Identify every row below that contains the word "jersey" and copy each such row in full. Case counts.

--- Start Records provided ---

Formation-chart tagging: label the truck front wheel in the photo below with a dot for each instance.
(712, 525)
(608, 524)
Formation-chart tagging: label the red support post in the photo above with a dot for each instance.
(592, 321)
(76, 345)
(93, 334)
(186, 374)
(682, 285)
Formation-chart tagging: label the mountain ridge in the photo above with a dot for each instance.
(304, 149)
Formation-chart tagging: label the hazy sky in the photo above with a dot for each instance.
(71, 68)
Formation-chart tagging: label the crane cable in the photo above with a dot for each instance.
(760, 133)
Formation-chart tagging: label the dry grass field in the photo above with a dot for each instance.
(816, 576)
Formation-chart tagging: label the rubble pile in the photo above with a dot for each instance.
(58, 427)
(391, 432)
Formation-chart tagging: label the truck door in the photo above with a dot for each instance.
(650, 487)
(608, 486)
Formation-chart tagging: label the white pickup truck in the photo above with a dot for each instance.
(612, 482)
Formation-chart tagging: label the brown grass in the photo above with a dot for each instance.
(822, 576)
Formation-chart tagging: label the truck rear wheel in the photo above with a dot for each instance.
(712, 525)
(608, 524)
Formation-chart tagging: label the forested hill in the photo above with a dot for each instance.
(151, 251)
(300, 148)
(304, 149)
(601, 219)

--- End Records provided ---
--- Start Records provided ---

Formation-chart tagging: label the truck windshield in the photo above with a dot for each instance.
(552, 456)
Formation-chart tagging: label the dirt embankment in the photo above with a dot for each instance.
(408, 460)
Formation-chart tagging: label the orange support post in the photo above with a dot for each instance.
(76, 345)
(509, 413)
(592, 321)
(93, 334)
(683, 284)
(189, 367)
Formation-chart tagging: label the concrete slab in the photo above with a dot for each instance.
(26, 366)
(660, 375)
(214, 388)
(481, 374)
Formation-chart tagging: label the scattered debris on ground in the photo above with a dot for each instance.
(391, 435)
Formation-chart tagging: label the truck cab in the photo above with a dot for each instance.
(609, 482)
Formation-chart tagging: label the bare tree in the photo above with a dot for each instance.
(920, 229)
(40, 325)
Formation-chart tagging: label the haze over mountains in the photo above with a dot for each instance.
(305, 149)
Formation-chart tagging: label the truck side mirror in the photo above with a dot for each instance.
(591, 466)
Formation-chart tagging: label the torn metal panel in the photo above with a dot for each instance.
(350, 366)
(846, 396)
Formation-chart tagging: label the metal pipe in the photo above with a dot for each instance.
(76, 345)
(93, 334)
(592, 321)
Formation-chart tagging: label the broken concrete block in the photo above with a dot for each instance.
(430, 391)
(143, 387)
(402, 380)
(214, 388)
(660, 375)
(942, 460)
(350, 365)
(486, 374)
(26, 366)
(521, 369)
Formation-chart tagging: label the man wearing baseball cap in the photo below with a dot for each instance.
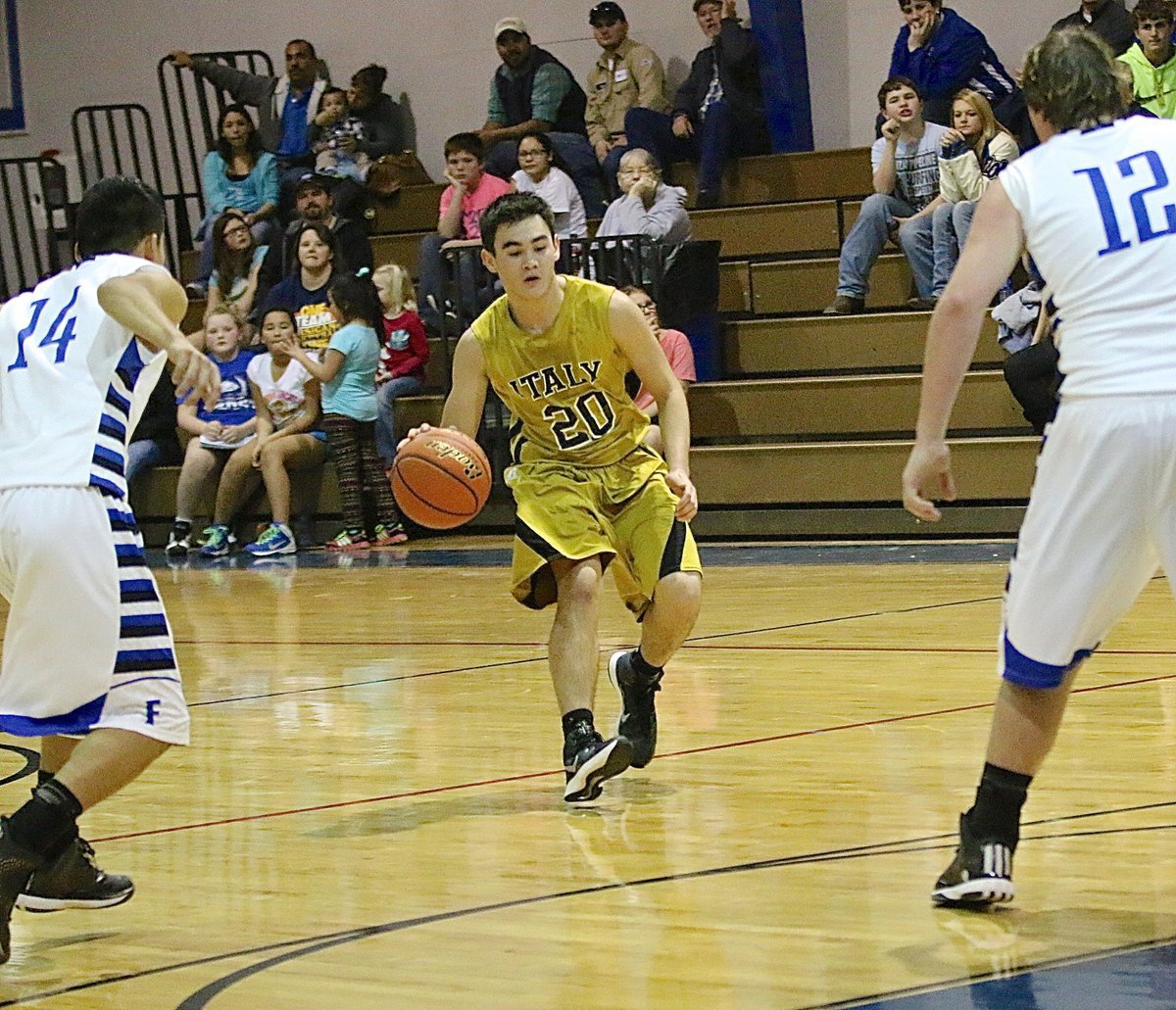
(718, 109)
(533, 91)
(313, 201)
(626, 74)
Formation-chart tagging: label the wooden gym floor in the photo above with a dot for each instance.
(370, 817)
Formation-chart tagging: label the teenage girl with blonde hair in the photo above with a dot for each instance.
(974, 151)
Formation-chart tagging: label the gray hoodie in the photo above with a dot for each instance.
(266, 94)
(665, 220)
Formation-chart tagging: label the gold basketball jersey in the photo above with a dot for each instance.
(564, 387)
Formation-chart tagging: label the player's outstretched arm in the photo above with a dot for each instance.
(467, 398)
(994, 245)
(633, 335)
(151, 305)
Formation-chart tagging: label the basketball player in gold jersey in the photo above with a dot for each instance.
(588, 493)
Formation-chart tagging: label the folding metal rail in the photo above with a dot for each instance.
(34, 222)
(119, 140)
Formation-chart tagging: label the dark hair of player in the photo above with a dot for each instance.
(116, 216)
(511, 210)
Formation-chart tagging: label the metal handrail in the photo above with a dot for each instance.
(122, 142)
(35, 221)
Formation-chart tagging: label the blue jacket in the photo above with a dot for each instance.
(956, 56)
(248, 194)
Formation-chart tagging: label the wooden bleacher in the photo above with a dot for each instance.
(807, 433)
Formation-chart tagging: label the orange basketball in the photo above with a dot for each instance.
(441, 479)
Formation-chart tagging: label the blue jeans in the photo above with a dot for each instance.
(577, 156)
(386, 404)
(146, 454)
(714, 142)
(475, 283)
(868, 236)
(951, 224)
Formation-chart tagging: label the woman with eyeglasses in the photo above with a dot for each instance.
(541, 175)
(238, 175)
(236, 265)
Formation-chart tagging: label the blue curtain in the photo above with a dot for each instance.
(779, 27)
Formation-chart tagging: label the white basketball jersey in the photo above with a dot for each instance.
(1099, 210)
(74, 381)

--- End Records provided ---

Answer to the problem ->
Formation-chart tagging: label the gold basketball jersey in the photo above with a dot for each instance.
Formation-chart tagging: label the basketball player in gold jersey in the photo above with a dot for each instance.
Formation-chart tagging: label the white basketball jersey in the photo above with a dot for each instance.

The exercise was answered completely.